- Work to complete:
Print exactly the lines from the one containing "of the safety" through the last line of the listing, both included.

--- Records ---

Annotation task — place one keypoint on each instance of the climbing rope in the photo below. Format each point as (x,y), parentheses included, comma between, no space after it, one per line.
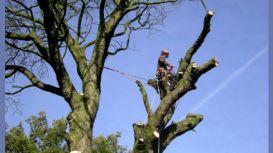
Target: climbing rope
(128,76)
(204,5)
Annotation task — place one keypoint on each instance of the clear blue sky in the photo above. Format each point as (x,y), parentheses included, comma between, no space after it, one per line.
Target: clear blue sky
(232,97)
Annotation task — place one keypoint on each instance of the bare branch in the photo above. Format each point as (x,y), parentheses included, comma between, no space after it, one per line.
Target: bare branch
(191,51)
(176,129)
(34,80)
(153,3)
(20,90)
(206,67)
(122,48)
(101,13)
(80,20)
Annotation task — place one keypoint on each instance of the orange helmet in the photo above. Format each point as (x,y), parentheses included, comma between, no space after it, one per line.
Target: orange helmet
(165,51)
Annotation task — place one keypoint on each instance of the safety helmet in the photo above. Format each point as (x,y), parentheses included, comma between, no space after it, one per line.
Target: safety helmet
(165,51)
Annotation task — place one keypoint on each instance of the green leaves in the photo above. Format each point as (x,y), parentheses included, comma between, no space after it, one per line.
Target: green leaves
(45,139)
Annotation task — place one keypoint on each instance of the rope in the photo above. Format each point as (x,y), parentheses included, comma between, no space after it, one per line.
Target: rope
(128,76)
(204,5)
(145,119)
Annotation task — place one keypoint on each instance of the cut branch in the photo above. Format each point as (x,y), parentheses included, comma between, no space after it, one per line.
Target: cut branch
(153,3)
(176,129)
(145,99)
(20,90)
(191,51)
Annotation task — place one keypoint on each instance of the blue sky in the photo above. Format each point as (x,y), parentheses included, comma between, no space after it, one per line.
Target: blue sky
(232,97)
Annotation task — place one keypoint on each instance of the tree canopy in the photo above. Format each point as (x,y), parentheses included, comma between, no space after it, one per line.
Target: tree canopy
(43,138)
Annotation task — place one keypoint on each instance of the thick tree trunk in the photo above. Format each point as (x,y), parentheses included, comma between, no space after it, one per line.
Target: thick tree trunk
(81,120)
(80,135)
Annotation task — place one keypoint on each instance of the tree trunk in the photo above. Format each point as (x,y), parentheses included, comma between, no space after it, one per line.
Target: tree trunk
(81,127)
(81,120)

---

- Output for this task:
Annotation task — place one keypoint on each instance of the safety helmet in the photo above. Format each point as (x,y), parentheses included, comma between, no space after it, one per line.
Target: safety helmet
(165,51)
Annotation task — place one keypoint on each instance of the green leaves in the photo above. Format each point as (x,y), parentheses included, comma between, no space after it, one per line.
Target: green leaves
(45,139)
Annotation task — place one keypoint on each instance of the rope in the photo above. Format each point as (x,y), parentheses included, comma between, no space after it, one per line.
Target: rope
(128,76)
(204,5)
(145,119)
Annotation task — place one keypoint on each instance of the cut branch in the photo above. Format each point as (x,y), parentheses included, comma between, no space after it, one per line.
Target: cut branch
(153,3)
(176,129)
(145,99)
(20,90)
(191,51)
Annotation task — place one keypoint on each instance of the blue sky in the photo above. Format each point as (x,y), parentheses included, comma between, no space after it, one per line.
Target: blue sky
(232,97)
Annotation task — place one keypoint on each instance of the tree canopy in the photo above. Format each point as (x,y), parentheses included, comma between, no space after it, one per line.
Target: tree canopy
(43,138)
Annotation task — place one keypoint on each instance of the thick tree trunk in the photo above. Format each point as (x,y), parentheses included, comma between, no space after it, one per line.
Target: thick tree trunk
(81,120)
(80,135)
Annotation task — place one keypoint on each instance of the tree trunk in the photo above. Format each point as (x,y), parentheses included, comma between, no space after it, one per line.
Target: tree trunk
(81,127)
(81,120)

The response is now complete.